• Given exercise 1: In the passage analyzing the characters' social class, translate this sentence into Spanish: "In the world of post war England, these people had no place to go."
• Given exercise 2: Pick up the passage on the characters' class in post-war England right after its final sentence and continue it.
-- START Source text --
Jimmy is a representative figure, he is ‘spokesmen for his generation’, jimmy is an example of those people who born into the working class, were educated out of it, but were unable to find an acceptable role in the complexities of the English class system. In the world of post war England, these people had no place to go. Jimmy porter sentimentalizes the working class because he is no longer part of it. Cliff is a genuinely working class and has remained it. Alison is the representative of the upper class of society who is mingled with the educating working or middle class through their relationships in the new post war world. Besides, she is a sort of naïve girl who is not able to handle this integration in a way to make it complete and useful for herself. It seems that she is sacrificed for this mingling of classes. And Helena, though apparently seems that belongs to the upper class, through a narrow examination of her characteristics it will be found that she has been from a mid-class family who have been attached to the upper class through their relations and ability to confirm themselves to the norms of that class. Also her profession as an actress, according to the historical and cultural atmosphere of 1950s, reveals that she is from those people who are not born in a high class rank of society but she herself has been the practitioner of climbing the ladder of society through her job and ambitions.
-- END Source text --
-- START Recorded information --
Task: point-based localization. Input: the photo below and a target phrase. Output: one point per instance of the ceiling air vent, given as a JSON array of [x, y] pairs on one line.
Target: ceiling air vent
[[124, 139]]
-- END Recorded information --
• Final result 1: En el mundo de la Inglaterra de posguerra, estas personas no tenían adónde ir.

• Final result 2:
Concerning this brief characterization and acquaintance with the general position of each character, it would be easier to examine the relationship between them as the main aim of the essay.

The relation between Cliff and Alison

The sudden reversal of feeling which follows Alison’s being hurt in the struggle between the two men is one of the most violent shifts in language in the play.

Cliff: (picking himself up) she’s hurt. Are you all right?

Alison: well does it look like it!

Cliff: she’s burnt her arm on the iron.

Jimmy: darling, I am sorry.

Alison: get out.

Jimmy: I’m sorry, believe me. You think I did it on purpose. (p.26)

This is another scene too in which we find more of both Alison and cliff than we have seen.

Cliff: here we are then. Let’s have your arm. (He kneels down beside her, and holds out her arm) I’ve put it under the tap. It’s quiet soft. I’ll do it ever so gently. (Very carefully, he rubs the soap over the burn) all right? (She nods) you’re a brave girl.

Alison: I don’t feel very brave. I really don’t cliff. I don’t think I can take much more.

Cliff: all over now. Would you like me to get you something? (She shakes her head. He sits on the arm of the chair, and puts his arm around her. She leans her head back on to him) don’t upset yourself, lovely. (He massages the back of her neck, and she lets her head fall forward). (p.27)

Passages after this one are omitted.